--- Record excerpts ---
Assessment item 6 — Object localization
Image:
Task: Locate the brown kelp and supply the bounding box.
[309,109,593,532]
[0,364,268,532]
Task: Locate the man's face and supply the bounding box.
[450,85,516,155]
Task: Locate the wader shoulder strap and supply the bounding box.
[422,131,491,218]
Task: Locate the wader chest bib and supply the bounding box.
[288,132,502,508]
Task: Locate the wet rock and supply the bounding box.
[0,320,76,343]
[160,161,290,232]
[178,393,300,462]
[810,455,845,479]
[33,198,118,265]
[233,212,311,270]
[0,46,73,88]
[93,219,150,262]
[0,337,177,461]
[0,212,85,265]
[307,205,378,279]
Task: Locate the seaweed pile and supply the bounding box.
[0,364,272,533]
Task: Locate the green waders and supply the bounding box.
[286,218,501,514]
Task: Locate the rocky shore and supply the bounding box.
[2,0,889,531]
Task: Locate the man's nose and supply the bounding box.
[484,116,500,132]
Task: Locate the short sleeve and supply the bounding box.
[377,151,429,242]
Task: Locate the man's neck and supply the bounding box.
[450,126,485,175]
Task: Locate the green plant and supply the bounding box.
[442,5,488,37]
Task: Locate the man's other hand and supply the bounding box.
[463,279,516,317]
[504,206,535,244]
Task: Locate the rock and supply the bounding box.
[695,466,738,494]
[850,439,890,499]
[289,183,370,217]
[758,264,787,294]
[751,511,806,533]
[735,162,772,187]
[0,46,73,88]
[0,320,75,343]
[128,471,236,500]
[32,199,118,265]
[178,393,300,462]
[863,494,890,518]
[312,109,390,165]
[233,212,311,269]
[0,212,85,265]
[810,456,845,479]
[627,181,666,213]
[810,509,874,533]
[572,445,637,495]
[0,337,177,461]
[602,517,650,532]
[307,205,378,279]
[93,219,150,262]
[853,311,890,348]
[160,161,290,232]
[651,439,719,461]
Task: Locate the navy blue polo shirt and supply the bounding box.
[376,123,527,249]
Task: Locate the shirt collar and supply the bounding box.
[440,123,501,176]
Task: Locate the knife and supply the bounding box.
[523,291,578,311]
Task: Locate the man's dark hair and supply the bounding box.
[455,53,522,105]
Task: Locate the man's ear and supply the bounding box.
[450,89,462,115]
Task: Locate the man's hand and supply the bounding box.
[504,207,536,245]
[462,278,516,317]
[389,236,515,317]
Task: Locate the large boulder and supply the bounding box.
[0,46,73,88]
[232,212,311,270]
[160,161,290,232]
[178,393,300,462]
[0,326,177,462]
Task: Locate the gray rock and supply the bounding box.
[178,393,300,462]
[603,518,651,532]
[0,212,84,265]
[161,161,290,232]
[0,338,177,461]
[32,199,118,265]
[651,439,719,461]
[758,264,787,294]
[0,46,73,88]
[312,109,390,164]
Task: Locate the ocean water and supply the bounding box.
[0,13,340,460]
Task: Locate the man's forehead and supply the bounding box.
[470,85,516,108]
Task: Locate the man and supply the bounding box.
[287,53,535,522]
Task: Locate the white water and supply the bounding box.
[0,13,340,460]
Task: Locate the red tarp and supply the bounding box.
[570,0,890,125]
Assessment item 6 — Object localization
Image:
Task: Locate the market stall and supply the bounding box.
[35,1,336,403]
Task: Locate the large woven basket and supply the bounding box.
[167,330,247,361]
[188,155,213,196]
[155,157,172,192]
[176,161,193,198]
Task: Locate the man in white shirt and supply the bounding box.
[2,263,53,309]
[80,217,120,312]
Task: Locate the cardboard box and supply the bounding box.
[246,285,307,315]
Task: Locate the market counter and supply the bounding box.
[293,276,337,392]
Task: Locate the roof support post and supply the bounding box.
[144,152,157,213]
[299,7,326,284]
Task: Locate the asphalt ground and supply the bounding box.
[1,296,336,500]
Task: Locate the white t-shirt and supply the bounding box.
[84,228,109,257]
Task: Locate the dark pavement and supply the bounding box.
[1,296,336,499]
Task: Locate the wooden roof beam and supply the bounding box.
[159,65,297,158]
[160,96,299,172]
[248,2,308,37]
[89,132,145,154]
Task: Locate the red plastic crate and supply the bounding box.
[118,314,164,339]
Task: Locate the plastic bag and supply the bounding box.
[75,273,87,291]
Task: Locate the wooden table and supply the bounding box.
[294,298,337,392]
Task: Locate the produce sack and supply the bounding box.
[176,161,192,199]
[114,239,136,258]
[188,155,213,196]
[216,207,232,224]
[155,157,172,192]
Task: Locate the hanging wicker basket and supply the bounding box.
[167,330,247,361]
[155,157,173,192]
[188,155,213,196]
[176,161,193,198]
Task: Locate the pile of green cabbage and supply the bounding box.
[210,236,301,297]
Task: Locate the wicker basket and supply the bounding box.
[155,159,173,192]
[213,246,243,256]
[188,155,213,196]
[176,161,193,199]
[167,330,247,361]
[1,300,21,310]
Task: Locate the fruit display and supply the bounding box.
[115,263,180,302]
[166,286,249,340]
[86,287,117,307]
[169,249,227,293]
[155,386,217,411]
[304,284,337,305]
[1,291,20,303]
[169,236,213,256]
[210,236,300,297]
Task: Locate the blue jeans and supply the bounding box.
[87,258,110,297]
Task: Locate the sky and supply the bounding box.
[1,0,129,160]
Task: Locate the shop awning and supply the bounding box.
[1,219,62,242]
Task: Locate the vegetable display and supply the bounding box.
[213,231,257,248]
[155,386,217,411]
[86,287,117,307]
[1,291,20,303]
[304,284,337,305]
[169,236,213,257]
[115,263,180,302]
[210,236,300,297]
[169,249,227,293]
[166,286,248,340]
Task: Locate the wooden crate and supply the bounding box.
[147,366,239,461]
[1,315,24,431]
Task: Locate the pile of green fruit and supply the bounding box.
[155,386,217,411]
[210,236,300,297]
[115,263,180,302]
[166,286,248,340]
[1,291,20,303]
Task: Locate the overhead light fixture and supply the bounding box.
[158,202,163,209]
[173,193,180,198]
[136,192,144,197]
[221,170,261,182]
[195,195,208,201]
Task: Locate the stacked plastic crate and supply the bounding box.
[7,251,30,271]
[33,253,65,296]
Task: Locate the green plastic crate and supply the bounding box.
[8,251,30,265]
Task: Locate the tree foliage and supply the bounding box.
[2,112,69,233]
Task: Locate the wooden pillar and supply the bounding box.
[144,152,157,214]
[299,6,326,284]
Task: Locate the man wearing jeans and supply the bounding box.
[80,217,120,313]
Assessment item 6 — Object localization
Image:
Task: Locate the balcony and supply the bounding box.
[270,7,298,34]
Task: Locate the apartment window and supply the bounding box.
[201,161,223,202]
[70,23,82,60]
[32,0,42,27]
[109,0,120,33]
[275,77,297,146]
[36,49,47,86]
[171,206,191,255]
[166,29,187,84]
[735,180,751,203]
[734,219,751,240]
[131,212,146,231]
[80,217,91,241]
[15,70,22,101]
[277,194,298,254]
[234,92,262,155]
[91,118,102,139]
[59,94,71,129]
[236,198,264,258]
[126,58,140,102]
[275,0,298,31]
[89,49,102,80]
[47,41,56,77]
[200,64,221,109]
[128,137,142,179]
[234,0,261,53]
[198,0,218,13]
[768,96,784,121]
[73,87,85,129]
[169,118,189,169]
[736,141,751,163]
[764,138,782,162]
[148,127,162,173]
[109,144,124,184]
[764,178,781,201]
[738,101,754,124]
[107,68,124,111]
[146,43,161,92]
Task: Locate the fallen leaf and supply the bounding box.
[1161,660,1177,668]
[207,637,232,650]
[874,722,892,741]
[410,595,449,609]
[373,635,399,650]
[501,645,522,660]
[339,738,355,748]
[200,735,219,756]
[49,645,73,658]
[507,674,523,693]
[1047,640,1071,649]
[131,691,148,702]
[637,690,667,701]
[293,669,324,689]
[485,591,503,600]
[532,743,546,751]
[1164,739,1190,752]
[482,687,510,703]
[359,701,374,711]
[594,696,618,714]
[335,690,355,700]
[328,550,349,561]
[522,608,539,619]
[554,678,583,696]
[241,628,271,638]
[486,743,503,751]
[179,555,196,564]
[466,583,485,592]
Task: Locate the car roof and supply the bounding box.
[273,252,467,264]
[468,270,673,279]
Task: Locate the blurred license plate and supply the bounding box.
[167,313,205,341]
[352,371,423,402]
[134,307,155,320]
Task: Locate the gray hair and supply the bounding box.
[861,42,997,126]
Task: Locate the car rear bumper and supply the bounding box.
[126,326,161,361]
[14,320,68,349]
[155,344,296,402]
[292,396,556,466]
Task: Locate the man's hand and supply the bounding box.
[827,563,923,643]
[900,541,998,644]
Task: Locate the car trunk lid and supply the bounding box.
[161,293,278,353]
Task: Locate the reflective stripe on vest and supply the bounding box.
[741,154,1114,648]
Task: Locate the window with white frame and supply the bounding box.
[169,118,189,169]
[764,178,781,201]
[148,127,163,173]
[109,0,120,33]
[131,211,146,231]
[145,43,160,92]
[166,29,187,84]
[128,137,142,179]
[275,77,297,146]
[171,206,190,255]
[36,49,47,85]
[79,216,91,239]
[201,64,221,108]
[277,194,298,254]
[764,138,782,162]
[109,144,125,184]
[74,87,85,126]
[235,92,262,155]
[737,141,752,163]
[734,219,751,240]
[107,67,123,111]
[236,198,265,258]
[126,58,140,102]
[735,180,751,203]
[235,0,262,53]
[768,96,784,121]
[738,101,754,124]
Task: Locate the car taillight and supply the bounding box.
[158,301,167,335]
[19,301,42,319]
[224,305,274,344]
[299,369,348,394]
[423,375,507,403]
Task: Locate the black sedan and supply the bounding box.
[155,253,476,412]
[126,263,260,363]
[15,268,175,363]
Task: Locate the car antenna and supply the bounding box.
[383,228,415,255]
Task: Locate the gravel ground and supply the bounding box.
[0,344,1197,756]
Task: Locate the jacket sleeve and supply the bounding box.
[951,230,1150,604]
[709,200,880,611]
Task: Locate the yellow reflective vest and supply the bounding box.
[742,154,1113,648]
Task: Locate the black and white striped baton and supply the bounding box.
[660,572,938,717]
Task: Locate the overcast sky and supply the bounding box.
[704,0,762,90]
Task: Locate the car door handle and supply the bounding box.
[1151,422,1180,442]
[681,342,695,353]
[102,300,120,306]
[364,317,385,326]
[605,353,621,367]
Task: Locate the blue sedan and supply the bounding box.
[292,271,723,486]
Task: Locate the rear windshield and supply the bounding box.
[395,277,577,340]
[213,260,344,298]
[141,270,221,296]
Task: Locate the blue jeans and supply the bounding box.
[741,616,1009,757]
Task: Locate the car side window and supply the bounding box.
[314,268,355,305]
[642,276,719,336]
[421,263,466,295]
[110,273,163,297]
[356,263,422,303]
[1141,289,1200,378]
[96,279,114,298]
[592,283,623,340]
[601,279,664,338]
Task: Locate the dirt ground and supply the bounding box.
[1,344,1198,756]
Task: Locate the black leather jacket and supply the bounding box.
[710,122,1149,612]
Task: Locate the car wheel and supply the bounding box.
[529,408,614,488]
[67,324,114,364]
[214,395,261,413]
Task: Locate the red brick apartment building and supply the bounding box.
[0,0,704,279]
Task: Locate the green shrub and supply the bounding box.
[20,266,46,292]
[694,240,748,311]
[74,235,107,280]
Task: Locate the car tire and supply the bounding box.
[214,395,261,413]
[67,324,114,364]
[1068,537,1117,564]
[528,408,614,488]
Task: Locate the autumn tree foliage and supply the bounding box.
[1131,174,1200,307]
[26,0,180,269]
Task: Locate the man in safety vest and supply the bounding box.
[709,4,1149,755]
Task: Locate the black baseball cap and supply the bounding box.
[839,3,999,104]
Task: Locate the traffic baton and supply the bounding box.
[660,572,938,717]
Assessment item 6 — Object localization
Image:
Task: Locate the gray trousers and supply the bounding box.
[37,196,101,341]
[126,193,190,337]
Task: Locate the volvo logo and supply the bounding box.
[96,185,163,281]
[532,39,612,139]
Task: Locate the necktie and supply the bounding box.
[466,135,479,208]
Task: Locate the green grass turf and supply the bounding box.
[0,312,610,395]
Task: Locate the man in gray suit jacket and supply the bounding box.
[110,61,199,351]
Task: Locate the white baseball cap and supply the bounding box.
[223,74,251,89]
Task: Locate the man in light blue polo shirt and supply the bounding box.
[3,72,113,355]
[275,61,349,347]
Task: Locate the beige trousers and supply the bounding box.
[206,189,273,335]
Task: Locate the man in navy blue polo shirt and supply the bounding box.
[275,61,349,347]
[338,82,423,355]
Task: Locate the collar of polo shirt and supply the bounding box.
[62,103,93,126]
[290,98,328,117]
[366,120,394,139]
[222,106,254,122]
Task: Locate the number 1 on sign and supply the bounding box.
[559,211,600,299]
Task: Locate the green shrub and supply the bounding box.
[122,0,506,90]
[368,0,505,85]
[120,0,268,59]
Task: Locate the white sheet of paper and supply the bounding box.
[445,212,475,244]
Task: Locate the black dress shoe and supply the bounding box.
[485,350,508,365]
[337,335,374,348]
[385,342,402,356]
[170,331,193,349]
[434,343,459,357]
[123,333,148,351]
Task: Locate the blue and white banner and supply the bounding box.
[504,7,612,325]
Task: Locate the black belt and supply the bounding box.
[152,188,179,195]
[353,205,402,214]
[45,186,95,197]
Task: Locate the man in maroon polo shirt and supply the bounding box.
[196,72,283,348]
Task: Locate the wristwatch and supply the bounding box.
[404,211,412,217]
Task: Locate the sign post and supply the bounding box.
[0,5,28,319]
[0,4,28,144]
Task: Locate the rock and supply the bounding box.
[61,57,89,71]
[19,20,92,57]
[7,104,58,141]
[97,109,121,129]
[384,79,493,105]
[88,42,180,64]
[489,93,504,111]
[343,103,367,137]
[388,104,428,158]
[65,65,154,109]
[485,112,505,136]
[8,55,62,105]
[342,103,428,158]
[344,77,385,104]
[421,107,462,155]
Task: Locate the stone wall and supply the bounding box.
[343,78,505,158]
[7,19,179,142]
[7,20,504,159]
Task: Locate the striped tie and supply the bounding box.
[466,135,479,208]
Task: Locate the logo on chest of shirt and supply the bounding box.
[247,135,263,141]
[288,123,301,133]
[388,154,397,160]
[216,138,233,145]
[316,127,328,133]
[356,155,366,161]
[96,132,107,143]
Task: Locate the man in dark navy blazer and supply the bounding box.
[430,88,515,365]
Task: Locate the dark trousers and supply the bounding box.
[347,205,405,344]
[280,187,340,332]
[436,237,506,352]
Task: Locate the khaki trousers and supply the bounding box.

--- Work item ---
An exact copy of the entries from the line containing "Task: Locate the blue and" through the last line is the expected answer.

--- Result below ---
Task: Locate the blue and white banner and supply the bounding box.
[504,7,612,325]
Task: Locate the black belt and supply the bounding box.
[152,188,179,195]
[353,205,402,214]
[45,186,95,197]
Task: Locate the man in maroon polo shirt and supply the bounding box.
[196,72,283,348]
Task: Locate the wristwatch and supply the bounding box.
[404,211,412,217]
Task: Locate the sign post and supply the bounding box.
[0,5,28,319]
[0,4,28,144]
Task: Locate the rock and supply the bounding box.
[61,57,89,71]
[19,20,92,57]
[7,104,58,141]
[97,109,121,129]
[384,79,493,105]
[88,42,180,64]
[489,93,504,111]
[343,103,367,137]
[388,104,428,158]
[65,65,154,109]
[485,112,505,136]
[8,55,62,105]
[342,103,428,158]
[344,77,385,104]
[421,107,462,155]
Task: Locate the stone wall and supply the bounding box.
[343,78,505,158]
[7,19,179,142]
[7,20,504,159]
Task: Locate the striped tie and supply the bounding box.
[466,135,479,208]
Task: Locate the logo on chest of shirt and supply the bounding box.
[247,135,263,141]
[288,123,301,133]
[388,154,397,160]
[216,138,233,145]
[316,127,328,133]
[356,155,366,161]
[96,132,107,143]
Task: Locate the man in dark navy blazer and supply the bounding box.
[430,88,515,365]
Task: Locate the dark trousers and supply the bounding box.
[347,205,405,344]
[280,187,340,332]
[436,237,506,352]
Task: Locate the khaki trousers and supply the bounding box.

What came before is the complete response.